* _Task brief_
Answer these questions from the forum post below about error variants:
(a) What did the writer start wrapping errors in, instead of wrapping everything in ComputeError?
(b) In the output for "select xyz, then 0 ops after", which ErrorState variant appears?
(c) In the output for "select xyz, then 1 ops after", what value is given for n_times?

* _Source document_
Thanks @svaningelgem , you're absolutely right. I changed things so that instead of wrapping everything in ComputeError, I wrap them in their original error variant. Here is the new output:

> initial df
= DF ["c1"]; PROJECT */1 COLUMNS; SELECTION: "None"
# NO ERROR

> select xyz, then 0 ops after
= ErrorState(NotYetEncountered { err: ColumnNotFound(ErrString("xyz\n\nError originated just after this operation:\nDF [\"c1\"]; PROJECT */1 COLUMNS; SELECTION: \"None\"")) })
# ColumnNotFound(ErrString("xyz\n\nError originated just after this operation:\nDF [\"c1\"]; PROJECT */1 COLUMNS; SELECTION: \"None\""))

> select xyz, then 1 ops after
= ErrorState(AlreadyEncountered { n_times: 1, orig_err: ColumnNotFound(ErrString("xyz\n\nError originated just after this operation:\nDF [\"c1\"]; PROJECT */1 COLUMNS; SELECTION: \"None\"")) })
# ColumnNotFound(ErrString("LogicalPlan already failed (depth: 1) with error: 'xyz\n\nError originated just after this operation:\nDF [\"c1\"]; PROJECT */1 COLUMNS; SELECTION: \"None\"'"))

* _Entries provided_
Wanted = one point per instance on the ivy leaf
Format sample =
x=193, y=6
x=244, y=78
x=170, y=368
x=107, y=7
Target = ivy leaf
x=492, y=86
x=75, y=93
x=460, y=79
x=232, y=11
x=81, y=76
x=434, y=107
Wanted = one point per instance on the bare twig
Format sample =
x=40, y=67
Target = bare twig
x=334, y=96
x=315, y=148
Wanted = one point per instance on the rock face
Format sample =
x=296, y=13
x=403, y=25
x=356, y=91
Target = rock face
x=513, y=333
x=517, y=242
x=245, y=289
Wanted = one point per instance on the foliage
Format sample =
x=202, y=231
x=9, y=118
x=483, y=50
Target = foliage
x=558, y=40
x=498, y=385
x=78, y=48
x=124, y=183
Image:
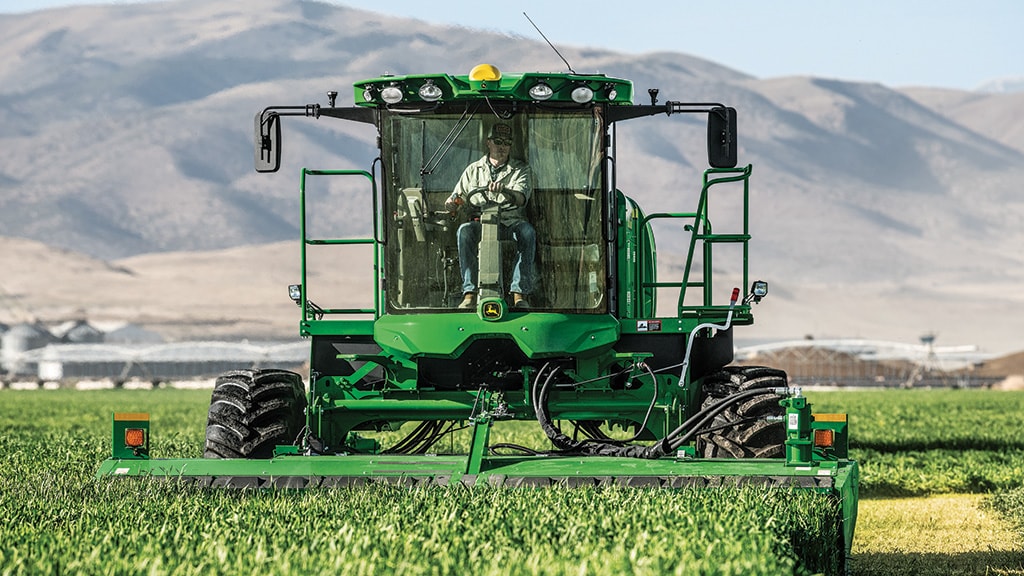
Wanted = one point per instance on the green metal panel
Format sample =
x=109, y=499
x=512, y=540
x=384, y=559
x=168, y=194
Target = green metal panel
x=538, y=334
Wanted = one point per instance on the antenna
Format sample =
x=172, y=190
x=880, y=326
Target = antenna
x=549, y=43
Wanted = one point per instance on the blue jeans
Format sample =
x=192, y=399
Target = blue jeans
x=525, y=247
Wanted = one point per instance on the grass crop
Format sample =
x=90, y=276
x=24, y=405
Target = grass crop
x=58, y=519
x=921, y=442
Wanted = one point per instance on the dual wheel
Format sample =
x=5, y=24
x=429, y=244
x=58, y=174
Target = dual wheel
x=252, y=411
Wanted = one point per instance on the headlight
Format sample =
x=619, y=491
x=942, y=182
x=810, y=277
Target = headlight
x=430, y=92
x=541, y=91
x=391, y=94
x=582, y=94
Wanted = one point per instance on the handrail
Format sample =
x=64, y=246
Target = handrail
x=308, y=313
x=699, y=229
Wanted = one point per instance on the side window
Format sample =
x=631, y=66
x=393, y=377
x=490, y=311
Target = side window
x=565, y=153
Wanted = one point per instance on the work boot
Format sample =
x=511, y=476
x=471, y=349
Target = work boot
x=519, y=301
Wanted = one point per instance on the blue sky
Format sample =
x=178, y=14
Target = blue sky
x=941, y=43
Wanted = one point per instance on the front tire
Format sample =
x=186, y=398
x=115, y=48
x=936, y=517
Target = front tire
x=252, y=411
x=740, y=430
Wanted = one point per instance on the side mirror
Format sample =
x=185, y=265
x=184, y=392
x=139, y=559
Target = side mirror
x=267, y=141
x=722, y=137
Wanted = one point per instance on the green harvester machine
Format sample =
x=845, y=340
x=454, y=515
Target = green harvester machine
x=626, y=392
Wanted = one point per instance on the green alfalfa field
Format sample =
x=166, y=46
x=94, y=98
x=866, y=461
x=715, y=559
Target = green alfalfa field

==

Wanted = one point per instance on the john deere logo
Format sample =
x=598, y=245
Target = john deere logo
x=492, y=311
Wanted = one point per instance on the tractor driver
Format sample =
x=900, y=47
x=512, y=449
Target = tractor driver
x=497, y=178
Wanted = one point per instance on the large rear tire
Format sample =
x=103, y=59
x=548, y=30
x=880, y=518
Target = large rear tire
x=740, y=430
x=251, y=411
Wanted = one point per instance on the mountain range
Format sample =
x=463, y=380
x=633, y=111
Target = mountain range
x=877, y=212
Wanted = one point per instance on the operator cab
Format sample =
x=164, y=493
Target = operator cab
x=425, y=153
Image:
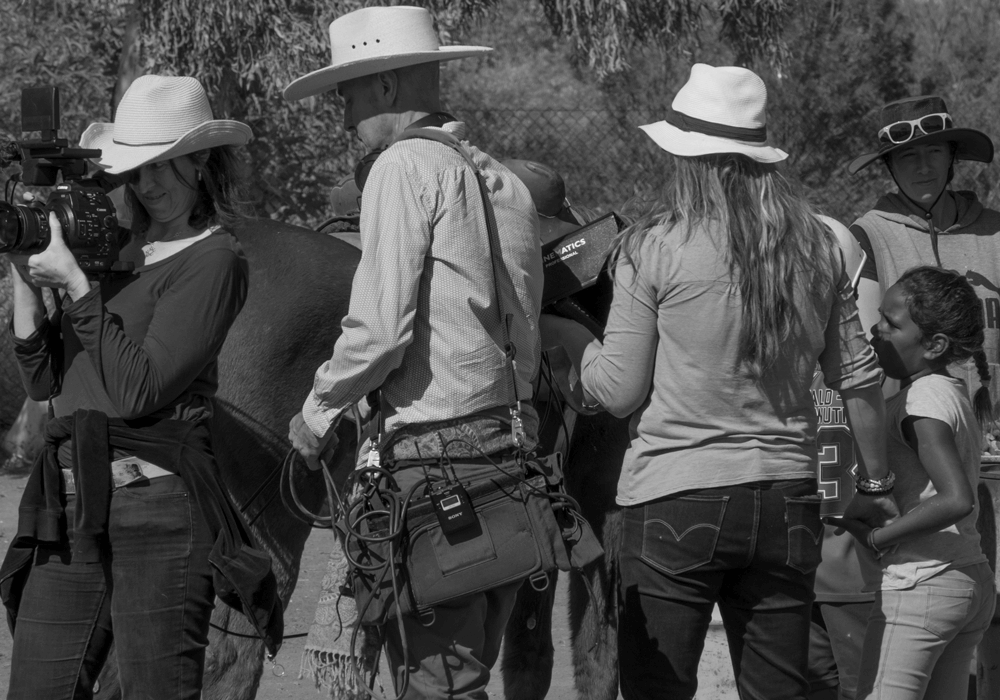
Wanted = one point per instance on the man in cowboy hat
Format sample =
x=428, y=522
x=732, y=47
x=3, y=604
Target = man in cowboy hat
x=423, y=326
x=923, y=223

* _Output_
(a) Their original error variant.
(b) NotYetEncountered.
(c) 1.